■ Saved entries
-*-*-

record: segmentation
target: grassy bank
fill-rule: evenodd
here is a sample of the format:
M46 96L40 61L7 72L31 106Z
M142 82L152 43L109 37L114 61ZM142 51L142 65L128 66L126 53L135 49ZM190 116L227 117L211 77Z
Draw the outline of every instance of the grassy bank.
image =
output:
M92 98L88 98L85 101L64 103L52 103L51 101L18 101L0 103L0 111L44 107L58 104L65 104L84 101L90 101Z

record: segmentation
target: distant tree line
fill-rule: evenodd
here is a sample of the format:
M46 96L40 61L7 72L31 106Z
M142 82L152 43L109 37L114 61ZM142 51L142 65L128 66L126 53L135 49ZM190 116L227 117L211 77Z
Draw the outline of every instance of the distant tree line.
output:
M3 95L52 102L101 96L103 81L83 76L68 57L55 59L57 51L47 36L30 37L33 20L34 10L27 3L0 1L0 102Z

-*-*-

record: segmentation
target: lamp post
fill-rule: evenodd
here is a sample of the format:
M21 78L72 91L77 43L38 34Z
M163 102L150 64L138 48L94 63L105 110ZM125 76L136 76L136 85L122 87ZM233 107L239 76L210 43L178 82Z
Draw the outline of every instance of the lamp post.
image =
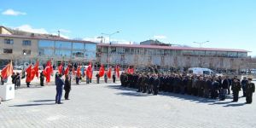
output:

-*-*-

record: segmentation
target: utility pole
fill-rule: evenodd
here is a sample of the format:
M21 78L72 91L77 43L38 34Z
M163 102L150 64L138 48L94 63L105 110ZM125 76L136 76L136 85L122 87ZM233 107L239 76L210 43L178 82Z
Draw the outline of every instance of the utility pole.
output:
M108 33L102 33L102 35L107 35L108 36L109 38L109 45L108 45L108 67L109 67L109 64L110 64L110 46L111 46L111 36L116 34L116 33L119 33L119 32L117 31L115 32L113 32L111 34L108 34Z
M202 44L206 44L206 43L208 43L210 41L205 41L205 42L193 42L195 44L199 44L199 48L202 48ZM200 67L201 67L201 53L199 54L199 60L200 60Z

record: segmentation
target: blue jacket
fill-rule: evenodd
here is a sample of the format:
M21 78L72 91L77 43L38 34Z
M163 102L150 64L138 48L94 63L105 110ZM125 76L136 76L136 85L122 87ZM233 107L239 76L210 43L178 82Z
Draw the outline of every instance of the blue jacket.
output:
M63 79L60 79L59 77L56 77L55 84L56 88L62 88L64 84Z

-*-*-

■ THE TASK
Pull out each line of the rows above that contains the string "jacket". Treat uppercase and lowercase letters as different.

■ THE SOLUTION
target: blue jacket
Draw the outline of every instance of the blue jacket.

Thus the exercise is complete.